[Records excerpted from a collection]
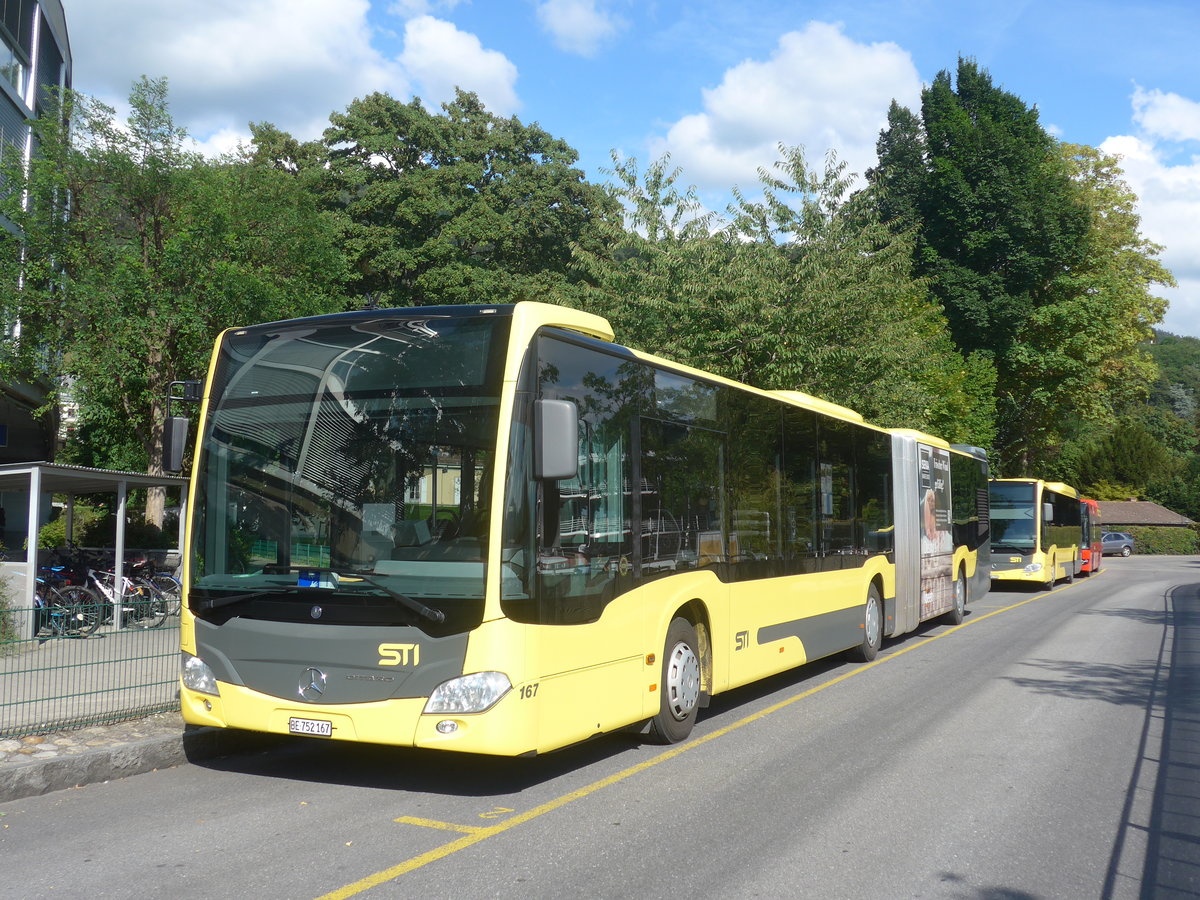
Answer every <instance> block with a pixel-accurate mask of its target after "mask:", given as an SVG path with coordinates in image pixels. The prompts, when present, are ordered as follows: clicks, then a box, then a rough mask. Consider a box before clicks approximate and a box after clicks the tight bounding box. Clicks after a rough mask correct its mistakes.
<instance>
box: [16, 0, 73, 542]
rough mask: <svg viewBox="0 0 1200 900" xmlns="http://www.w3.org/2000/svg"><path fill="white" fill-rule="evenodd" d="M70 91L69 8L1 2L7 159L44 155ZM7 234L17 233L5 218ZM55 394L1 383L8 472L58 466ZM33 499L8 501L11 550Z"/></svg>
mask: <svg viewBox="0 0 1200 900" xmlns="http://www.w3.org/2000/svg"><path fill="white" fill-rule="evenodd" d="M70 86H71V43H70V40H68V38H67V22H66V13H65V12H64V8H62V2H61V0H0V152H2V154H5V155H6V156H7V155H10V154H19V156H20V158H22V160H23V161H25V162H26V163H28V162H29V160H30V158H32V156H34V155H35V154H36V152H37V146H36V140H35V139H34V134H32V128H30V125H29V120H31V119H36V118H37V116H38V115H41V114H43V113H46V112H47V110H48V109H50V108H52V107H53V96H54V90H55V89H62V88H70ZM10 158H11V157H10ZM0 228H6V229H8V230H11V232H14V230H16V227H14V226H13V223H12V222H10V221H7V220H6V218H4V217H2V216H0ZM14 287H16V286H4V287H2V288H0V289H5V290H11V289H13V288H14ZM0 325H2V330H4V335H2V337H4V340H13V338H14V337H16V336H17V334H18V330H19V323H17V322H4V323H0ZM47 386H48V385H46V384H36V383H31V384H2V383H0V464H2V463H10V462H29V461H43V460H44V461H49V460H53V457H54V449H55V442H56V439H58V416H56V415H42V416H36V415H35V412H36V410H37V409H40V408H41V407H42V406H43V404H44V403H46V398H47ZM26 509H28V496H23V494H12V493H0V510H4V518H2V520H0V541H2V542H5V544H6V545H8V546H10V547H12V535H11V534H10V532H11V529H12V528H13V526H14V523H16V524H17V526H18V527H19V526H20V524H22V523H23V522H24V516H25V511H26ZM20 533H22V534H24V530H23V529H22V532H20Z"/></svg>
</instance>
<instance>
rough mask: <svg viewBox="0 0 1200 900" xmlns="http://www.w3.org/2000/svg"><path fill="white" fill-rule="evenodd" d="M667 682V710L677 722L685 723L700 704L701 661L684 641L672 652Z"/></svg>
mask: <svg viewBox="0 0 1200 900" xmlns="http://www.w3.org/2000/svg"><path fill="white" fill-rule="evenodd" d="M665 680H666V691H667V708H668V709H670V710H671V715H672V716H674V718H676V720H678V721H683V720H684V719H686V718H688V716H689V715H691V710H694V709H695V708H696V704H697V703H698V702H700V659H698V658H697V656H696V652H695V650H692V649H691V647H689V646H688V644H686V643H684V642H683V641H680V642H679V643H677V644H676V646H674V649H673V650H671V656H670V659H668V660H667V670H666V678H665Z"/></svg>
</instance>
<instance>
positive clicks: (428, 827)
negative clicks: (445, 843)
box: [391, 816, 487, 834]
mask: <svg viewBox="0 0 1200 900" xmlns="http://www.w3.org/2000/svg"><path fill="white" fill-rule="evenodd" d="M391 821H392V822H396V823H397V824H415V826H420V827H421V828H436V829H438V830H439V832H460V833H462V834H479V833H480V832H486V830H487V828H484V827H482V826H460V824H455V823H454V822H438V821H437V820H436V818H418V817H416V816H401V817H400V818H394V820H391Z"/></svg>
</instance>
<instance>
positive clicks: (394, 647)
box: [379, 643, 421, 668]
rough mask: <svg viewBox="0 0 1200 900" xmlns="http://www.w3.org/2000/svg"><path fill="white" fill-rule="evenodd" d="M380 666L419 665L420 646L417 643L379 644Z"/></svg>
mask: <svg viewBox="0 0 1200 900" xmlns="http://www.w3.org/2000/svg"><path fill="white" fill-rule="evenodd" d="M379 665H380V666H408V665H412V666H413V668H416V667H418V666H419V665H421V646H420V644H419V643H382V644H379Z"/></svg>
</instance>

DIRECTIONS. The lines from the start of the data through the line that contains "box: [16, 0, 73, 542]" are to be returned exactly, please, with both ends included and every picture left out.

EXERCISE SOLUTION.
Answer every <instance> block with a pixel-accurate mask of its target after "mask:", given as an SVG path with coordinates in image pixels. The prompts, when present, are ordered as follows: clicks, then a box, then a rough mask. Consider a box before clicks approximate and a box after clicks the tight bounding box. Clicks after a rough mask correct its mistakes.
<instance>
box: [16, 0, 73, 542]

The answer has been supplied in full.